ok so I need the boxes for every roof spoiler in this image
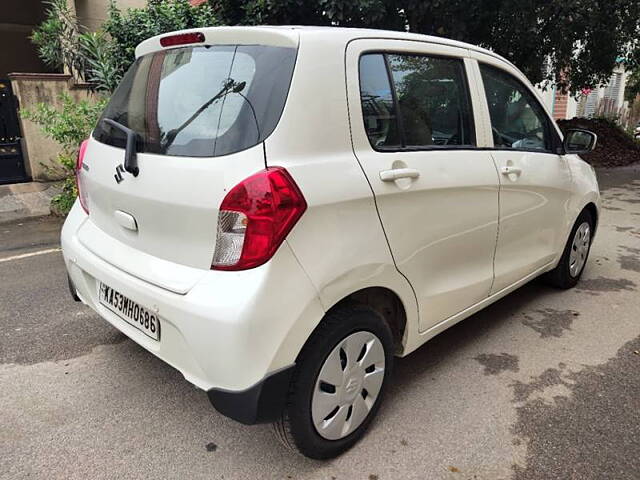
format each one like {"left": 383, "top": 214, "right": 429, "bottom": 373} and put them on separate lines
{"left": 135, "top": 26, "right": 299, "bottom": 58}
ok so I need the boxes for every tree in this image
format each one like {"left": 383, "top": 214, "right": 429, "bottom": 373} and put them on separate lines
{"left": 104, "top": 0, "right": 219, "bottom": 81}
{"left": 625, "top": 69, "right": 640, "bottom": 103}
{"left": 28, "top": 0, "right": 220, "bottom": 215}
{"left": 32, "top": 0, "right": 219, "bottom": 91}
{"left": 32, "top": 0, "right": 639, "bottom": 93}
{"left": 22, "top": 94, "right": 108, "bottom": 215}
{"left": 209, "top": 0, "right": 640, "bottom": 92}
{"left": 31, "top": 0, "right": 86, "bottom": 80}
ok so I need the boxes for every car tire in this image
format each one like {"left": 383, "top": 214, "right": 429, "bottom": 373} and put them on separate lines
{"left": 273, "top": 305, "right": 394, "bottom": 459}
{"left": 544, "top": 209, "right": 594, "bottom": 289}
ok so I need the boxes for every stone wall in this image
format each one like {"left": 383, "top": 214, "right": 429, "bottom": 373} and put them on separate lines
{"left": 8, "top": 73, "right": 94, "bottom": 181}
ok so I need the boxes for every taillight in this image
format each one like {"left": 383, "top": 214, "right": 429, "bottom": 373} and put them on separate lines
{"left": 160, "top": 32, "right": 205, "bottom": 47}
{"left": 76, "top": 139, "right": 90, "bottom": 214}
{"left": 212, "top": 167, "right": 307, "bottom": 271}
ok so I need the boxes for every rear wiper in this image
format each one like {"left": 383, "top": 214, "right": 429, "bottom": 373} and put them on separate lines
{"left": 162, "top": 78, "right": 245, "bottom": 150}
{"left": 103, "top": 118, "right": 139, "bottom": 177}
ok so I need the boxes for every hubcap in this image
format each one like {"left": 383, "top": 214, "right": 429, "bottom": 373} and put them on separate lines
{"left": 569, "top": 222, "right": 591, "bottom": 277}
{"left": 311, "top": 331, "right": 386, "bottom": 440}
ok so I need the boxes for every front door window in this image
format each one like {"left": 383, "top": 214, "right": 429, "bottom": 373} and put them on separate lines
{"left": 479, "top": 64, "right": 551, "bottom": 152}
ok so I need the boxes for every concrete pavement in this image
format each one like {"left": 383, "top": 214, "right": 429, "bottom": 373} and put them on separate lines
{"left": 1, "top": 167, "right": 639, "bottom": 479}
{"left": 0, "top": 182, "right": 61, "bottom": 225}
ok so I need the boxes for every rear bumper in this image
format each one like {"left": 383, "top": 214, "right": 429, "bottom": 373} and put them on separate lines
{"left": 67, "top": 274, "right": 80, "bottom": 301}
{"left": 61, "top": 201, "right": 323, "bottom": 421}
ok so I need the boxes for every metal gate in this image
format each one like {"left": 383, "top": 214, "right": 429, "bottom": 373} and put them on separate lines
{"left": 0, "top": 79, "right": 28, "bottom": 184}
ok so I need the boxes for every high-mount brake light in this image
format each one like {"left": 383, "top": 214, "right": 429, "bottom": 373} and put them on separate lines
{"left": 159, "top": 32, "right": 205, "bottom": 47}
{"left": 76, "top": 139, "right": 90, "bottom": 214}
{"left": 211, "top": 167, "right": 307, "bottom": 271}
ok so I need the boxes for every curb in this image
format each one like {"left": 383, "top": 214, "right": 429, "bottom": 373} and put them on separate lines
{"left": 0, "top": 181, "right": 62, "bottom": 224}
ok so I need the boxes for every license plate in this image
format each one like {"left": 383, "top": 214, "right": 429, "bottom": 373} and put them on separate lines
{"left": 98, "top": 283, "right": 161, "bottom": 341}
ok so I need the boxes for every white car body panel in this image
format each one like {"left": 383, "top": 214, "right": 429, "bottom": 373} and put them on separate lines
{"left": 263, "top": 30, "right": 419, "bottom": 343}
{"left": 345, "top": 39, "right": 500, "bottom": 332}
{"left": 61, "top": 26, "right": 601, "bottom": 403}
{"left": 466, "top": 52, "right": 589, "bottom": 291}
{"left": 488, "top": 148, "right": 574, "bottom": 293}
{"left": 63, "top": 203, "right": 324, "bottom": 391}
{"left": 77, "top": 218, "right": 205, "bottom": 294}
{"left": 84, "top": 138, "right": 266, "bottom": 271}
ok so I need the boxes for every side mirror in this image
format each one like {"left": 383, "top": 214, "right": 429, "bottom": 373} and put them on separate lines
{"left": 563, "top": 128, "right": 597, "bottom": 155}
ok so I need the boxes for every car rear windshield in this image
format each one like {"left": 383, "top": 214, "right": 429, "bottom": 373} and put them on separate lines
{"left": 93, "top": 44, "right": 297, "bottom": 157}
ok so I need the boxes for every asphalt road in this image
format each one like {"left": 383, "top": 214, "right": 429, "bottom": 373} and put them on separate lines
{"left": 2, "top": 167, "right": 640, "bottom": 480}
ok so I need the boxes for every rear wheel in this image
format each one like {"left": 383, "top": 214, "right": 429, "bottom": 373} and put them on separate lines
{"left": 273, "top": 306, "right": 393, "bottom": 459}
{"left": 545, "top": 209, "right": 594, "bottom": 289}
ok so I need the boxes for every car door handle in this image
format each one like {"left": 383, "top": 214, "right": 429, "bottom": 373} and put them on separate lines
{"left": 501, "top": 165, "right": 522, "bottom": 176}
{"left": 379, "top": 168, "right": 420, "bottom": 182}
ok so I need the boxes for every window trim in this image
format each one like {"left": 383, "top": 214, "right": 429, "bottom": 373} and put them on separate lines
{"left": 358, "top": 50, "right": 477, "bottom": 153}
{"left": 382, "top": 53, "right": 406, "bottom": 148}
{"left": 478, "top": 62, "right": 562, "bottom": 155}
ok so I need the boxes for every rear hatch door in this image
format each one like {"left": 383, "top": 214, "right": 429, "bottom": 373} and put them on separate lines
{"left": 79, "top": 39, "right": 297, "bottom": 289}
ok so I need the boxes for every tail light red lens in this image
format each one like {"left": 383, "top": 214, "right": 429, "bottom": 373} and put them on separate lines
{"left": 212, "top": 167, "right": 307, "bottom": 271}
{"left": 160, "top": 32, "right": 205, "bottom": 47}
{"left": 76, "top": 139, "right": 90, "bottom": 214}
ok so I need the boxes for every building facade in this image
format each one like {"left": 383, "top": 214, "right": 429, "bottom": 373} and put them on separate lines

----------------------------------------

Description of the task: Working from the listing above, retype it exactly but include no images.

Output of the task:
ok so I need the boxes for every roof spoiler in this image
format each one like {"left": 383, "top": 214, "right": 429, "bottom": 373} and put them on separate lines
{"left": 135, "top": 26, "right": 299, "bottom": 58}
ok so I need the boxes for every tree in this image
format each one like {"left": 383, "top": 214, "right": 429, "bottom": 373} and put them on separate lines
{"left": 104, "top": 0, "right": 219, "bottom": 81}
{"left": 625, "top": 69, "right": 640, "bottom": 103}
{"left": 28, "top": 0, "right": 220, "bottom": 215}
{"left": 32, "top": 0, "right": 219, "bottom": 91}
{"left": 32, "top": 0, "right": 639, "bottom": 93}
{"left": 22, "top": 94, "right": 108, "bottom": 215}
{"left": 209, "top": 0, "right": 640, "bottom": 92}
{"left": 31, "top": 0, "right": 86, "bottom": 80}
ok so I need the boxes for every car tire in this image
format each one like {"left": 383, "top": 214, "right": 429, "bottom": 373} and put them on separate lines
{"left": 273, "top": 305, "right": 394, "bottom": 459}
{"left": 544, "top": 209, "right": 594, "bottom": 289}
ok so I need the boxes for every stone wall in this image
format each one like {"left": 383, "top": 214, "right": 429, "bottom": 373} and put them on separate lines
{"left": 8, "top": 73, "right": 94, "bottom": 181}
ok so I need the boxes for every taillight in this image
format each one like {"left": 383, "top": 214, "right": 429, "bottom": 373} and put them on separate lines
{"left": 160, "top": 32, "right": 205, "bottom": 47}
{"left": 76, "top": 139, "right": 90, "bottom": 214}
{"left": 212, "top": 167, "right": 307, "bottom": 271}
ok so I need the boxes for every rear wiper in this image
format each one like {"left": 383, "top": 214, "right": 429, "bottom": 373} and put them on separate lines
{"left": 162, "top": 78, "right": 245, "bottom": 150}
{"left": 103, "top": 118, "right": 139, "bottom": 177}
ok so I need the boxes for every hubcap in this image
format each one like {"left": 383, "top": 214, "right": 429, "bottom": 373} and put them on separate lines
{"left": 569, "top": 222, "right": 591, "bottom": 277}
{"left": 311, "top": 331, "right": 386, "bottom": 440}
ok so I need the boxes for every front door window in this image
format each one like {"left": 383, "top": 214, "right": 429, "bottom": 373} and put them on separate lines
{"left": 479, "top": 64, "right": 551, "bottom": 152}
ok so I need the boxes for every concrete pavement in this image
format each one like {"left": 383, "top": 214, "right": 429, "bottom": 373} and put them on separate lines
{"left": 1, "top": 167, "right": 639, "bottom": 479}
{"left": 0, "top": 182, "right": 61, "bottom": 225}
ok so I need the boxes for every rear bumper in this image
format each one like {"left": 383, "top": 214, "right": 429, "bottom": 373} and put them on separate lines
{"left": 67, "top": 274, "right": 80, "bottom": 301}
{"left": 61, "top": 201, "right": 323, "bottom": 421}
ok so I need the boxes for every metal gate in this image
format each one like {"left": 383, "top": 214, "right": 429, "bottom": 373} and put them on separate lines
{"left": 0, "top": 79, "right": 28, "bottom": 184}
ok so I need the boxes for every high-mount brake light in this image
format each one like {"left": 383, "top": 214, "right": 429, "bottom": 373} and put them on separate lines
{"left": 159, "top": 32, "right": 205, "bottom": 47}
{"left": 76, "top": 139, "right": 90, "bottom": 214}
{"left": 211, "top": 167, "right": 307, "bottom": 271}
ok so I need the boxes for every curb in this image
format each one like {"left": 383, "top": 214, "right": 429, "bottom": 373} and put them on separate lines
{"left": 0, "top": 181, "right": 62, "bottom": 224}
ok so I need the boxes for every license plate in this image
format each one like {"left": 383, "top": 214, "right": 429, "bottom": 373} and put them on separate lines
{"left": 98, "top": 283, "right": 161, "bottom": 341}
ok so I need the boxes for every white car body panel in this image
format each one like {"left": 383, "top": 214, "right": 429, "bottom": 373} and put them on separate lines
{"left": 263, "top": 30, "right": 419, "bottom": 343}
{"left": 345, "top": 39, "right": 500, "bottom": 332}
{"left": 61, "top": 26, "right": 601, "bottom": 403}
{"left": 466, "top": 52, "right": 589, "bottom": 291}
{"left": 488, "top": 148, "right": 574, "bottom": 293}
{"left": 63, "top": 203, "right": 324, "bottom": 391}
{"left": 77, "top": 218, "right": 205, "bottom": 294}
{"left": 84, "top": 138, "right": 266, "bottom": 271}
ok so I need the boxes for every side mirror in this image
format each one like {"left": 383, "top": 214, "right": 429, "bottom": 373} and put them on separate lines
{"left": 563, "top": 128, "right": 597, "bottom": 155}
ok so I need the boxes for every car rear windshield in this image
format each one like {"left": 383, "top": 214, "right": 429, "bottom": 373} and put them on separate lines
{"left": 93, "top": 44, "right": 297, "bottom": 157}
ok so I need the boxes for every asphalt road in this image
format each one like {"left": 383, "top": 214, "right": 429, "bottom": 373} and put them on separate lines
{"left": 2, "top": 167, "right": 640, "bottom": 480}
ok so I need the boxes for every rear wheel in this image
format each one like {"left": 383, "top": 214, "right": 429, "bottom": 373} and put them on separate lines
{"left": 273, "top": 306, "right": 393, "bottom": 459}
{"left": 545, "top": 209, "right": 594, "bottom": 289}
ok so I need the boxes for every car door handle in this image
format each one like {"left": 383, "top": 214, "right": 429, "bottom": 373} and put them on separate lines
{"left": 501, "top": 165, "right": 522, "bottom": 176}
{"left": 379, "top": 168, "right": 420, "bottom": 182}
ok so I need the boxes for every window trim in this image
format each one like {"left": 383, "top": 214, "right": 429, "bottom": 373} and put them on separate lines
{"left": 358, "top": 50, "right": 477, "bottom": 153}
{"left": 382, "top": 53, "right": 406, "bottom": 148}
{"left": 478, "top": 62, "right": 562, "bottom": 155}
ok so I need the boxes for every rear hatch door in this image
format each one like {"left": 383, "top": 214, "right": 429, "bottom": 373} and put them on separate lines
{"left": 79, "top": 39, "right": 297, "bottom": 289}
ok so I need the boxes for every tail light red lens in this image
format each one like {"left": 383, "top": 214, "right": 429, "bottom": 373} and put them on separate lines
{"left": 212, "top": 167, "right": 307, "bottom": 271}
{"left": 160, "top": 32, "right": 205, "bottom": 47}
{"left": 76, "top": 139, "right": 90, "bottom": 214}
ok so I need the boxes for every building facade in this image
format each one like {"left": 383, "top": 214, "right": 429, "bottom": 373} and put them on separate lines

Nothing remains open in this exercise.